TASK MATERIAL:
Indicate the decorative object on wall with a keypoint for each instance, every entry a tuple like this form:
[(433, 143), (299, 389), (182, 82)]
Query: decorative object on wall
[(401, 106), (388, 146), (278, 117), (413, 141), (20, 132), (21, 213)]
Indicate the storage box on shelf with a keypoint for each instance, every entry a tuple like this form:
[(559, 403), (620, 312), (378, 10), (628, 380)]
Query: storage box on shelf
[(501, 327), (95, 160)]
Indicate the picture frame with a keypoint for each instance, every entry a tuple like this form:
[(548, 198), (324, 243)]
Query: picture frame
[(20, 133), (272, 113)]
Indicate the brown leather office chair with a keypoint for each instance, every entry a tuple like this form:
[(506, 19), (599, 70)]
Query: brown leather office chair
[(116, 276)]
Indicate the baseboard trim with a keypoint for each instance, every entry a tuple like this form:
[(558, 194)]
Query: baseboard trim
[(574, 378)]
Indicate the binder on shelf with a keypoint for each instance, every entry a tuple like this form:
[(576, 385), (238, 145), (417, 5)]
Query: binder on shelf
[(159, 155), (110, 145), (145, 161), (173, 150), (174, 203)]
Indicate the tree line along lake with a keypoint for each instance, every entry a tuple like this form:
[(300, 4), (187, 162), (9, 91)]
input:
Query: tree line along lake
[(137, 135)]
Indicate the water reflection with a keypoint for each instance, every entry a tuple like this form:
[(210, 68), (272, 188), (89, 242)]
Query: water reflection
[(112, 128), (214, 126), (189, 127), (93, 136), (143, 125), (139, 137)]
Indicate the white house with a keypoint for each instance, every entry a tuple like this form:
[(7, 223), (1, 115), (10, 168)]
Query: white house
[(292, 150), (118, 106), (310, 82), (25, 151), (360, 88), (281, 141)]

YOUR TASK: Each entry must be reproduced verbatim.

ANSWER TO THE EXERCISE:
Indicate the decorative object on wall with a keypoint for each instance, every entry a tuple like this form:
[(433, 143), (299, 389), (182, 82)]
Query: decorative object on wall
[(401, 106), (388, 146), (278, 117), (413, 141), (20, 132), (21, 213)]
Indicate the storage box on shelf with a keypoint for each instance, every entry a tuple like this form:
[(559, 403), (620, 312), (378, 10), (628, 380)]
Query: storage box on shelf
[(501, 327), (95, 160)]
Indicate the picture frame with a keypoint for each instance, every entry a tuple like this form:
[(548, 198), (324, 243)]
Query: picture frame
[(20, 133), (272, 113)]
Indicate the brown leather office chair with a keypoint for each instance, every entry a tuple like this form:
[(506, 19), (599, 70)]
Query: brown leather office chair
[(116, 276)]
Indicate the baseboard trim with a keypoint for each instance, every entry a tuple like this form:
[(558, 194)]
Query: baseboard trim
[(574, 378)]
Indicate the binder on shelf with a keypoint for each instance, every entry a tuple like this form:
[(576, 385), (238, 145), (417, 5)]
Query: binder on shelf
[(159, 155), (110, 145), (145, 161), (173, 150), (174, 203)]
Indicate the tree line along lake with a keypoint for each instance, every entry a tuple like this form:
[(300, 4), (187, 162), (9, 91)]
input:
Query: tree line along lake
[(137, 135)]
Indicate the water reflection with a keypoint for each instance, every entry a tuple like this form:
[(210, 68), (272, 188), (89, 242)]
Query: water reflection
[(112, 128), (214, 126), (189, 127), (93, 136), (143, 125), (139, 137)]
Indicate the white house with a keypoint for each instance, every entry a tuple like this form:
[(7, 223), (1, 115), (10, 168)]
Query: white house
[(292, 150), (118, 106), (310, 82), (25, 151), (360, 88), (281, 141)]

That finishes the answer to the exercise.